According to Project 88, 81 percent of people convicted of tax evasion during the five-year period did not serve prison time but all four activists are currently incarcerated.

Dang Dinh Bach received a five-year prison sentence in January 2022, while Mai Phan Loi and Bach Hùng Duong were sentenced the same day but had their prison time reduced to 45 months and 27 months respectively after a ruling by a court in Hanoi. Khanh was sentenced to two years in June 2022.

All four individuals were held in pre-trial detention, another rarity for tax evasion charges.

'These irregularities are strong evidence to suggest abuse of process and arbitrary application of the law. They also indicate that the charges, detention and punishment of the Vietnam Four were neither necessary nor proportionate but rather appear to have been designed to silence these individuals and remove them from society, thereby violating their right to freedom of expression and right to participate in public affairs," Project 88 states on its website.

Security agency gets involved

The dossier also reveals how the Vietnamese government's Security Investigations Agency was involved in the criminal investigations. By law, the agency only has authority to investigate serious crimes related to national security and war. The investigations must be approved by Vietnam Minister of Public Security To Lam.

"It's completely outrageous that the Vietnamese government is arbitrarily using criminal law to persecute the people leading the fight to save the planet," Swanton said.

What's garnered more criticism is that despite the climate activist crackdown, Vietnam have agreed to a $15 billion energy transition deal with G-7 nations that includes Canada, France, Germany, Italy, Japan, the United Kingdom, and the United States.

The energy deal will help Vietnam reach its highest output of greenhouse gas emissions sooner and gain 47% of its power from renewable energy by 2030, Reuters reported.

- _Exercise details_:
Please continue the article on the imprisonment of four Vietnamese climate activists for tax evasion, picking up after its final sentence.

- _Provided information_:
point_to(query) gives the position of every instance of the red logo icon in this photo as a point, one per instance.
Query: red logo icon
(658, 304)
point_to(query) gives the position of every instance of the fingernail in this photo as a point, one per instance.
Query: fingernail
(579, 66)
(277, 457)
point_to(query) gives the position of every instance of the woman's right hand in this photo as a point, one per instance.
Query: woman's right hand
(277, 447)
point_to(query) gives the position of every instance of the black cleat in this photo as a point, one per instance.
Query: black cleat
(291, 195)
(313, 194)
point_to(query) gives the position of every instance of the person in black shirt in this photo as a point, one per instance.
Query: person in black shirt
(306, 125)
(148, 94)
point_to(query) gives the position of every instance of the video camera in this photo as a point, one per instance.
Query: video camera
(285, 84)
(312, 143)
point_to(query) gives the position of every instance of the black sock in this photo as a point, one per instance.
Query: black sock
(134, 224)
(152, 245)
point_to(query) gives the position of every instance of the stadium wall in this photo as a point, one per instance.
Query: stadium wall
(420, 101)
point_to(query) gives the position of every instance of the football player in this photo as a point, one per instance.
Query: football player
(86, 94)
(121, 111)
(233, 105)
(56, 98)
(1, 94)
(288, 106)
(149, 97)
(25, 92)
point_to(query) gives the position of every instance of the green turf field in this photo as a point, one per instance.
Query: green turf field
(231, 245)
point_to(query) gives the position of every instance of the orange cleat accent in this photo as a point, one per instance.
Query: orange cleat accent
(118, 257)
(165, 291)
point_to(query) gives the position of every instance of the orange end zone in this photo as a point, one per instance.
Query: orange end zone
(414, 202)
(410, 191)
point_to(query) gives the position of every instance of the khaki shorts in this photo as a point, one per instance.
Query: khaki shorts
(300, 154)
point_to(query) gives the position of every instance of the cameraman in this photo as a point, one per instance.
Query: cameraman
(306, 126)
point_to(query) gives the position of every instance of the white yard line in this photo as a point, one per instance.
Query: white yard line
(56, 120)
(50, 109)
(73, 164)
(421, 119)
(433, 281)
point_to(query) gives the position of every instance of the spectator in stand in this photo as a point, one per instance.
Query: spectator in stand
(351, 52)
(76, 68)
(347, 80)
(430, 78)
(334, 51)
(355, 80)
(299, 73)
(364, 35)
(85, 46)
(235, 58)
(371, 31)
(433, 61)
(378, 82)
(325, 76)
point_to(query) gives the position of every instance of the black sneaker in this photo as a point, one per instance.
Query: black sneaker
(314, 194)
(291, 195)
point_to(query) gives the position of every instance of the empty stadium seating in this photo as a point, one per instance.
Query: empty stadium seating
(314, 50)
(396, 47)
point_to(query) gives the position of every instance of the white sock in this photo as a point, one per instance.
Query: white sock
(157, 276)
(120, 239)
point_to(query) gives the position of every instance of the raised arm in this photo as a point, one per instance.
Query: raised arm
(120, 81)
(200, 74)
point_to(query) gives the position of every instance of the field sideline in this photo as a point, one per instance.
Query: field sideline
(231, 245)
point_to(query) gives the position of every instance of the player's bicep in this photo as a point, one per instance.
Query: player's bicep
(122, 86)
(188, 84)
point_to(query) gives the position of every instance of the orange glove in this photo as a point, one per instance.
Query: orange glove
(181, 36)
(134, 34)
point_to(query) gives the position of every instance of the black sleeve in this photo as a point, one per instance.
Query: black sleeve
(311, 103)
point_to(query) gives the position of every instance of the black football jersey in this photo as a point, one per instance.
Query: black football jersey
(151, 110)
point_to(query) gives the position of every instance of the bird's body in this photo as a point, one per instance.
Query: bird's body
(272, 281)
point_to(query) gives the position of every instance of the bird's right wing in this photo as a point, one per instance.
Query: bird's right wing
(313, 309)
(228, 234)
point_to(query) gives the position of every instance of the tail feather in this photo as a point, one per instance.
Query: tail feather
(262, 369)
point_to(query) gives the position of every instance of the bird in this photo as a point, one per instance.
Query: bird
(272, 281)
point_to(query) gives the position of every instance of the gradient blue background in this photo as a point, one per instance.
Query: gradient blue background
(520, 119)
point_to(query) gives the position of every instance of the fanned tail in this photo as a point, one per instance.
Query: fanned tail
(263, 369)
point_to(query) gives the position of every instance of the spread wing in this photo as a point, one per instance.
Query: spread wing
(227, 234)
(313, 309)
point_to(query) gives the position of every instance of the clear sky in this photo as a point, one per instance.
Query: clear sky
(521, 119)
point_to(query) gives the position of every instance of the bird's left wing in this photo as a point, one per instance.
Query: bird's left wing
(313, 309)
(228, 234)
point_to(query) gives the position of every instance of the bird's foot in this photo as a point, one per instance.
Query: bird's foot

...

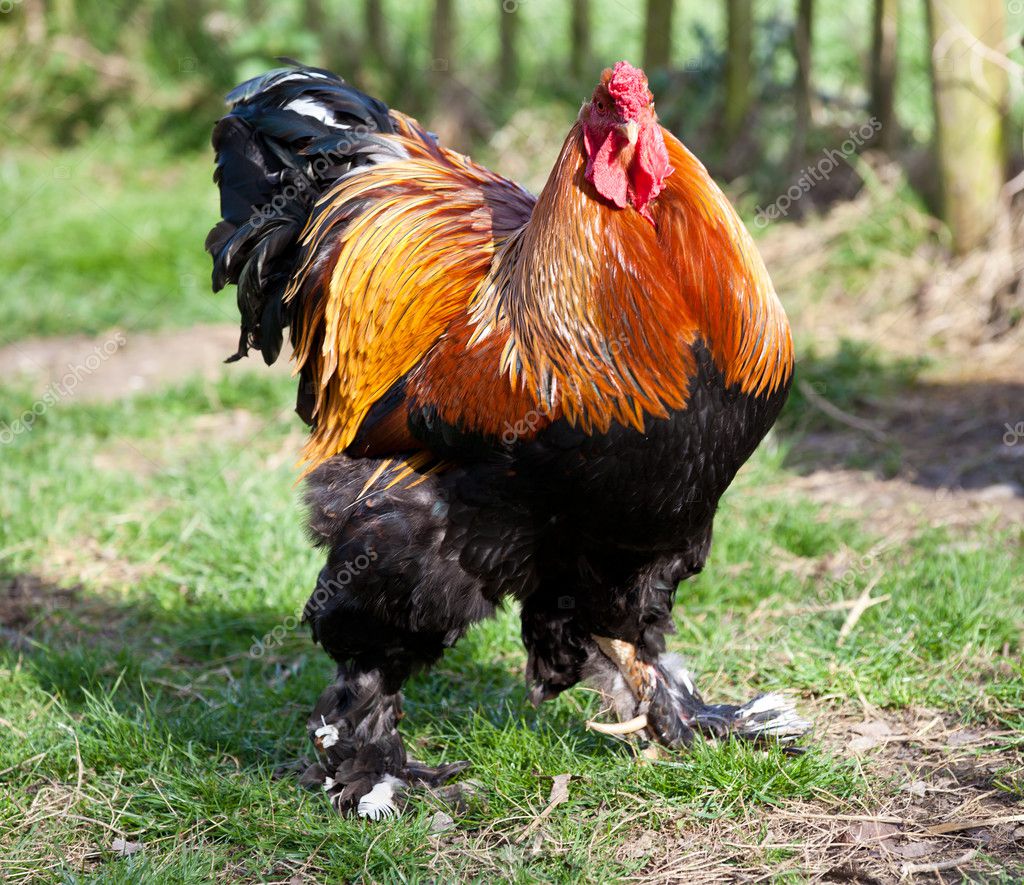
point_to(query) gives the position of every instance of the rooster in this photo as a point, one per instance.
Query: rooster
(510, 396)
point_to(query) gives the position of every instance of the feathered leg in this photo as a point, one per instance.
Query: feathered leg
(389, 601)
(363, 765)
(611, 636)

==

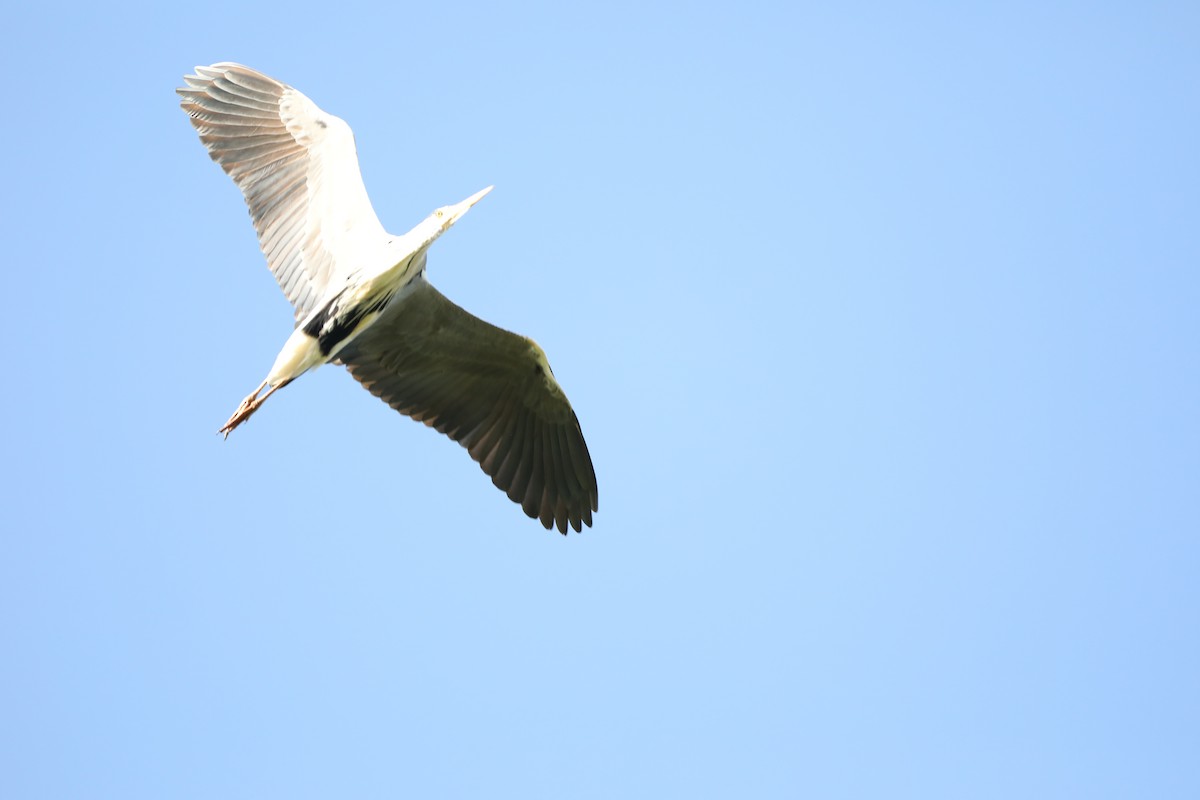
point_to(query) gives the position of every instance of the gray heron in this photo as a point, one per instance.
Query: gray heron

- _Expected answer_:
"It's also outrageous that the G-7 is rewarding the government with a $15 billion energy transition deal that makes no concrete human rights demands. Vietnam should immediately release Dang Dinh Bach and other activists who are being arbitrarily detained and the G-7 should condition financial aid for Vietnam's energy transition on the government not arresting any more activists," Swanton added.

VOA requested comment from the Vietnam government but has not received a reply.

Phil Robertson, deputy Asian director of Human Rights Watch, also spoke at Friday's press conference.

"There is no justice or independence in Vietnam's judiciary," he said. "And to add insult to injury, the police routinely deny legal counsel to defendants. Now we see this attack broadened and starting to hit civil society groups, starting with the four leaders of these climate change NGOs. The government and party's absolute drive for power in Vietnam and destruction of any sort of activist or civil society structures looks an awful lot like what's happening in China. Across the board Vietnam looks like a mini-China. Vietnam is following in lockstep."

Government limits groups' influence

Vietnam is a one-party Communist state in Southeast Asia. The government has complete control over the state's functions, social organizations and media. Although Vietnam has one of the fastest growing economies in the region, it has a poor reputation on corruption, political censorship, human rights and civic society.

Since Vietnam Communist Part General Secretary Nguyen Phu Trong came to power in 2016, Vietnam has seen measures limiting the influence of civil society organizations, both rights groups say.

Vietnam issued Decree 58 to its rulebook in November amending rules that prohibit foreign non-governmental organization groups from receiving donations, calling for sponsors, or raising funds from Vietnamese organizations or individuals.

Activist asks world to refocus

Robertson called for the international community to refocus on Vietnam's human rights issues, having been distracted from recent global events, such as the COVID-19 pandemic, Russia's invasion of Ukraine, and the Myanmar coup.

"I hope we can find a way for the international community to find the political will to once again put human rights issues on the front burner rather than burying it in the backyard," he said.